## ENTRIES PROVIDED

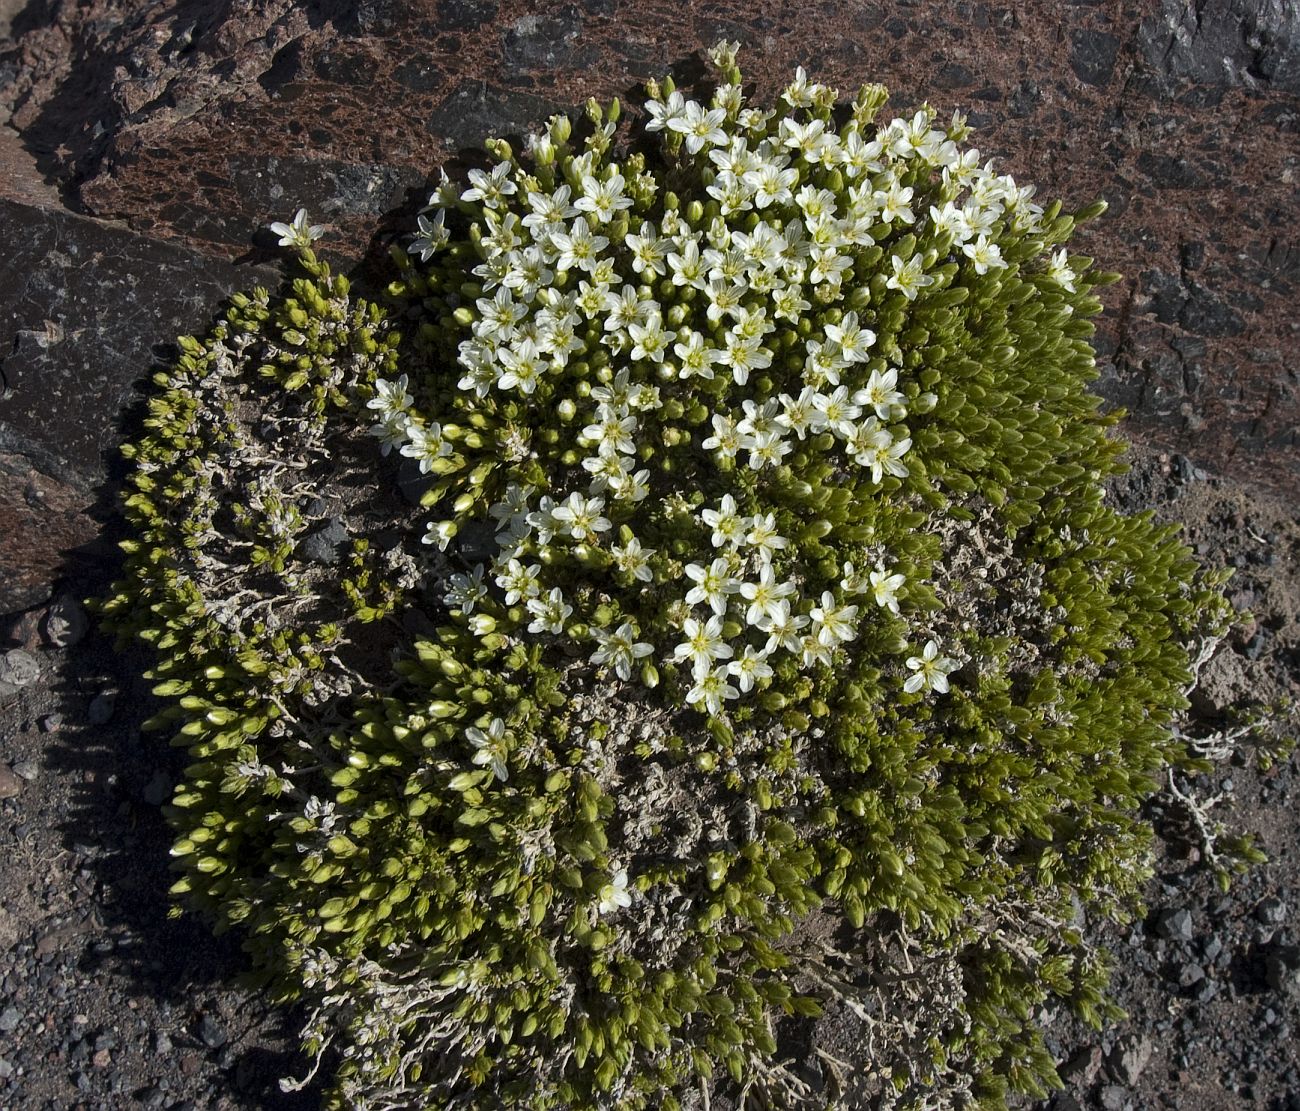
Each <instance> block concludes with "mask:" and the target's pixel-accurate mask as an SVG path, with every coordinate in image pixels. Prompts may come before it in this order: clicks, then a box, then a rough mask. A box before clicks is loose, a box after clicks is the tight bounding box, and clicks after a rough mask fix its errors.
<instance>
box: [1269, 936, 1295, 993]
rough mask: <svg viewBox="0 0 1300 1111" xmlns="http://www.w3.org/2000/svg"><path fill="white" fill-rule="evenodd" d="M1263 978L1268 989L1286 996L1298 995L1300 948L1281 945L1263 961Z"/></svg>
mask: <svg viewBox="0 0 1300 1111" xmlns="http://www.w3.org/2000/svg"><path fill="white" fill-rule="evenodd" d="M1264 976H1265V980H1266V981H1268V985H1269V988H1271V989H1273V990H1274V991H1282V993H1283V994H1287V995H1300V947H1297V946H1294V945H1282V946H1277V947H1275V949H1271V950H1270V951H1269V954H1268V955H1266V956H1265V959H1264Z"/></svg>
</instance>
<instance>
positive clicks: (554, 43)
mask: <svg viewBox="0 0 1300 1111" xmlns="http://www.w3.org/2000/svg"><path fill="white" fill-rule="evenodd" d="M543 10H545V9H543ZM581 32H582V14H581V13H580V12H578V10H577V8H575V6H573V5H572V4H569V5H565V6H563V8H556V9H552V10H551V12H550V13H549V14H546V16H538V14H529V16H523V17H520V18H519V19H516V21H515V22H513V23H511V26H510V30H508V31H506V34H504V35H503V36H502V55H503V56H504V58H506V64H507V65H510V66H513V68H517V69H542V68H546V69H550V68H552V66H558V65H563V64H564V62H565V61H568V60H569V57H571V56H572V53H573V47H575V44H576V43H577V39H578V35H581Z"/></svg>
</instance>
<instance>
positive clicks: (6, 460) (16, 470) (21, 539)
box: [0, 453, 99, 613]
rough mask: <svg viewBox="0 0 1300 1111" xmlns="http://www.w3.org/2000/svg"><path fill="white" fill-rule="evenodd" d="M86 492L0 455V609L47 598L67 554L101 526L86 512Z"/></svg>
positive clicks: (94, 532)
mask: <svg viewBox="0 0 1300 1111" xmlns="http://www.w3.org/2000/svg"><path fill="white" fill-rule="evenodd" d="M91 500H92V499H91V498H90V495H88V494H87V492H86V491H85V490H79V489H78V487H75V486H70V485H68V483H65V482H60V481H59V479H57V478H52V477H51V476H48V474H43V473H40V472H39V470H36V469H34V468H32V466H31V465H30V464H29V463H27V460H26V459H23V457H22V456H18V455H4V453H0V613H10V612H14V611H17V609H27V608H29V607H31V606H36V604H39V603H42V602H44V600H45V599H47V598H48V596H49V587H51V583H52V581H53V580H55V578H56V577H57V573H59V568H61V567H64V565H65V561H66V557H68V552H70V551H72V550H73V548H77V547H79V546H81V544H85V543H88V542H90V541H91V539H94V538H95V535H96V534H98V533H99V525H98V524H96V522H95V521H94V520H92V518H91V517H90V516H87V515H86V509H87V508H88V507H90V504H91Z"/></svg>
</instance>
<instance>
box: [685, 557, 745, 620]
mask: <svg viewBox="0 0 1300 1111" xmlns="http://www.w3.org/2000/svg"><path fill="white" fill-rule="evenodd" d="M686 578H689V580H692V581H693V582H694V583H695V586H693V587H692V589H690V590H689V591H688V593H686V603H688V604H690V606H699V604H701V603H702V604H705V606H708V607H710V608H711V609H712V611H714V613H719V615H722V613H725V612H727V596H728V595H731V594H735V593H736V591H737V590H740V582H738V581H737V580H736V578H733V577H732V574H731V561H729V560H727V559H723V557H718V559H715V560H714V561H712V563H711V564H710V565H708V567H707V568H706V567H703V565H701V564H698V563H689V564H686Z"/></svg>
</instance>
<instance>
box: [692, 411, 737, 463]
mask: <svg viewBox="0 0 1300 1111" xmlns="http://www.w3.org/2000/svg"><path fill="white" fill-rule="evenodd" d="M712 426H714V434H712V435H711V437H708V438H707V439H705V442H703V443H702V444H701V447H703V448H705V451H715V452H718V455H719V456H722V457H723V459H735V457H736V452H737V451H740V446H741V434H740V433H738V431H737V430H736V422H735V421H733V420H732V418H731V417H727V416H723V415H722V413H715V415H714V417H712Z"/></svg>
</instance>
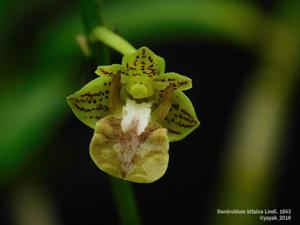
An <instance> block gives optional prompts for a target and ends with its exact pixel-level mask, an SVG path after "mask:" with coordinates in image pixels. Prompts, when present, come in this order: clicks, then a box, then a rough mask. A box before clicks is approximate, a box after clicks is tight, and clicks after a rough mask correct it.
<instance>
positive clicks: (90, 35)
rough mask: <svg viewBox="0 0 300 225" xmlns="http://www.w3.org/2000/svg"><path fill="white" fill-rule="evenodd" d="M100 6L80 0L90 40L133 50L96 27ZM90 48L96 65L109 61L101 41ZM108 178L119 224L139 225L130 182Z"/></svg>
mask: <svg viewBox="0 0 300 225" xmlns="http://www.w3.org/2000/svg"><path fill="white" fill-rule="evenodd" d="M101 6H102V5H101V2H100V1H96V0H80V7H81V11H82V14H83V15H82V16H83V21H84V26H85V29H86V33H87V36H89V37H90V36H92V41H95V40H100V41H101V42H103V43H104V44H106V45H108V46H111V47H113V48H114V49H116V50H117V51H119V52H121V53H123V54H125V53H128V52H132V51H135V49H134V48H133V47H132V46H131V45H130V44H129V43H127V42H126V41H125V40H124V39H122V38H121V37H119V36H118V35H116V34H114V33H113V32H111V31H110V30H108V29H106V28H104V27H98V26H99V25H101V24H102V20H101V17H100V15H101V13H102V11H101V10H100V9H101V8H102V7H101ZM99 31H100V32H99ZM110 39H111V40H110ZM91 50H92V56H93V58H94V60H95V63H96V64H97V65H99V64H102V65H103V64H109V63H110V59H109V54H108V51H107V49H106V48H105V46H104V45H103V44H102V43H95V42H92V43H91ZM109 179H110V184H111V189H112V195H113V198H114V200H115V205H116V210H117V213H118V215H119V219H120V224H122V225H140V224H141V222H140V217H139V210H138V206H137V203H136V199H135V196H134V190H133V187H132V185H131V183H129V182H126V181H121V180H117V179H115V178H113V177H110V178H109Z"/></svg>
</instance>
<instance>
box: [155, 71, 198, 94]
mask: <svg viewBox="0 0 300 225" xmlns="http://www.w3.org/2000/svg"><path fill="white" fill-rule="evenodd" d="M153 82H154V85H155V88H156V90H164V89H165V88H167V87H168V86H171V87H173V89H174V90H177V89H178V90H181V91H184V90H187V89H190V88H191V87H192V79H190V78H189V77H186V76H183V75H180V74H178V73H173V72H171V73H165V74H162V75H159V76H157V77H155V78H154V79H153Z"/></svg>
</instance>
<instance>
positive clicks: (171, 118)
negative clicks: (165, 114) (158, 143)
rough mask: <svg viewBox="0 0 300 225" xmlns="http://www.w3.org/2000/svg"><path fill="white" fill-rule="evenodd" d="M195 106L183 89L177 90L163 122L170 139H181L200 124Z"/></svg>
mask: <svg viewBox="0 0 300 225" xmlns="http://www.w3.org/2000/svg"><path fill="white" fill-rule="evenodd" d="M199 124H200V123H199V121H198V119H197V116H196V113H195V110H194V107H193V105H192V103H191V101H190V100H189V98H188V97H187V96H186V95H185V94H184V93H183V92H182V91H179V90H177V91H175V92H174V94H173V101H172V106H171V109H170V111H169V113H168V115H167V116H166V118H165V119H164V120H163V121H162V122H161V125H162V127H165V128H167V129H168V137H169V140H170V141H179V140H181V139H183V138H185V137H186V136H187V135H188V134H189V133H191V132H192V131H193V130H194V129H196V128H197V127H198V126H199Z"/></svg>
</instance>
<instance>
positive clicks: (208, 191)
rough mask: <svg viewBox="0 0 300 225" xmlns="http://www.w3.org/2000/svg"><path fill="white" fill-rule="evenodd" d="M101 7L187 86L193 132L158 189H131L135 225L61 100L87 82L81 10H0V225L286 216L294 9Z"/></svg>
mask: <svg viewBox="0 0 300 225" xmlns="http://www.w3.org/2000/svg"><path fill="white" fill-rule="evenodd" d="M89 1H90V2H93V1H92V0H89ZM87 2H88V1H87ZM101 2H102V4H101V5H102V8H101V18H102V22H103V24H104V25H106V26H108V27H109V28H111V29H113V30H115V31H116V32H117V33H119V34H120V35H121V36H123V37H124V38H126V39H127V40H128V41H130V42H131V43H132V44H133V45H134V46H136V47H139V46H142V45H147V46H149V47H150V48H151V49H153V50H154V51H155V52H156V53H157V54H158V55H161V56H163V57H164V58H165V59H166V62H167V71H178V72H180V73H182V74H186V75H188V76H190V77H191V78H192V79H193V84H194V88H193V89H192V90H191V91H189V92H188V93H187V95H188V96H189V97H190V98H191V100H192V102H193V103H194V105H195V108H196V111H197V112H198V117H199V119H200V121H201V122H202V125H201V126H200V128H199V129H198V130H197V131H195V132H194V133H193V134H191V135H190V136H189V137H187V138H186V139H185V140H183V141H182V142H179V143H174V144H172V145H171V148H170V166H169V169H168V171H167V174H166V175H165V176H164V177H163V178H162V179H161V180H159V181H158V182H156V183H154V184H149V185H138V184H135V185H134V186H133V188H134V190H135V193H136V196H137V200H136V201H137V205H138V208H139V213H140V217H141V221H142V222H140V221H139V219H138V218H137V217H139V216H138V214H137V213H138V212H137V209H135V207H136V206H135V204H136V203H135V200H132V198H133V194H132V192H131V191H132V190H131V187H129V186H126V185H127V184H125V183H122V182H119V181H116V180H112V181H110V182H109V180H108V178H107V176H106V175H105V174H104V173H102V172H99V171H98V170H97V168H96V167H95V166H94V165H93V163H92V161H91V160H90V158H89V155H88V144H89V141H90V138H91V136H92V130H90V129H89V128H87V127H85V126H84V125H83V124H81V123H80V122H79V121H77V120H76V118H74V116H73V115H72V113H71V110H70V109H69V108H68V106H67V104H66V101H65V99H66V96H68V95H69V94H70V93H73V92H74V91H75V90H78V89H79V88H80V87H81V86H82V85H83V84H84V83H86V82H87V81H89V80H91V79H93V78H94V77H95V75H94V74H93V72H94V70H95V68H96V64H95V62H93V61H91V60H89V59H87V58H85V57H84V55H83V54H82V52H81V50H80V48H79V46H78V45H77V43H76V41H75V37H76V36H77V35H78V34H83V33H84V26H83V23H82V15H81V10H80V4H78V2H76V1H57V0H52V1H49V0H40V1H35V0H28V1H26V2H24V1H18V0H15V1H12V0H1V1H0V30H1V35H0V69H1V77H0V79H1V80H0V81H1V82H0V86H1V98H0V106H1V110H0V131H1V135H0V184H1V186H0V187H1V193H0V197H1V199H0V204H1V208H3V210H2V215H1V217H0V220H1V221H0V223H1V224H66V225H67V224H126V223H129V224H130V221H134V222H132V223H131V224H132V225H133V224H141V223H143V224H146V225H147V224H149V225H150V224H168V223H173V224H176V223H178V224H259V220H258V218H257V217H255V216H244V217H243V216H240V217H236V216H235V217H230V216H218V215H216V209H217V208H220V209H226V208H231V209H233V208H241V209H243V208H254V209H255V208H264V207H268V208H292V210H294V211H296V208H298V207H297V206H296V205H297V202H296V200H295V199H296V196H295V195H296V194H297V192H298V191H297V190H298V189H299V186H296V185H297V182H296V180H297V172H296V171H297V169H296V165H297V164H298V158H297V157H298V153H297V150H298V149H299V148H297V147H298V146H297V144H296V143H297V141H296V140H297V138H296V135H297V134H298V133H299V108H298V103H296V99H297V98H298V97H299V91H298V90H299V89H298V87H299V63H300V62H299V53H300V45H299V40H300V38H299V35H300V26H299V21H300V18H299V17H300V3H299V1H268V0H265V1H250V0H248V1H239V0H235V1H225V0H218V1H204V0H202V1H201V0H198V1H197V0H185V1H179V0H178V1H177V0H164V1H162V0H160V1H159V0H152V1H146V0H144V1H137V0H126V1H121V0H110V1H101ZM81 7H82V6H81ZM110 53H111V62H114V63H118V62H119V61H120V59H121V56H120V55H118V54H116V53H115V52H113V51H111V52H110ZM187 146H188V147H187ZM298 168H299V167H298ZM122 185H123V186H124V185H125V186H124V188H123V189H118V187H120V186H122ZM111 187H112V190H113V193H115V194H114V195H113V196H114V197H113V196H112V195H111V191H110V188H111ZM116 187H117V189H115V188H116ZM128 188H129V189H128ZM120 190H122V191H124V193H121V192H120ZM126 193H127V194H126ZM126 196H127V197H126ZM128 196H129V197H128ZM122 198H123V200H124V201H123V200H122ZM126 198H127V200H126ZM128 199H129V200H128ZM130 199H131V200H130ZM114 201H115V203H114ZM130 201H131V205H122V204H126V202H127V203H128V202H130ZM122 208H125V209H126V208H127V209H128V211H126V210H125V214H126V212H127V213H128V214H126V215H124V214H123V215H122V212H123V213H124V210H123V211H122ZM131 209H132V210H131ZM126 216H127V217H129V218H130V217H134V218H131V219H129V220H126V218H125V219H124V217H126ZM126 221H127V222H126ZM294 222H295V221H294Z"/></svg>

## PROBLEM DETAILS
List each line of the listing that contains the word "positive", matching case exactly.

## YOUR SOLUTION
positive clicks: (554, 43)
positive clicks: (6, 460) (16, 470) (21, 539)
positive clicks: (94, 532)
positive clicks: (90, 35)
positive clicks: (171, 118)
positive clicks: (208, 191)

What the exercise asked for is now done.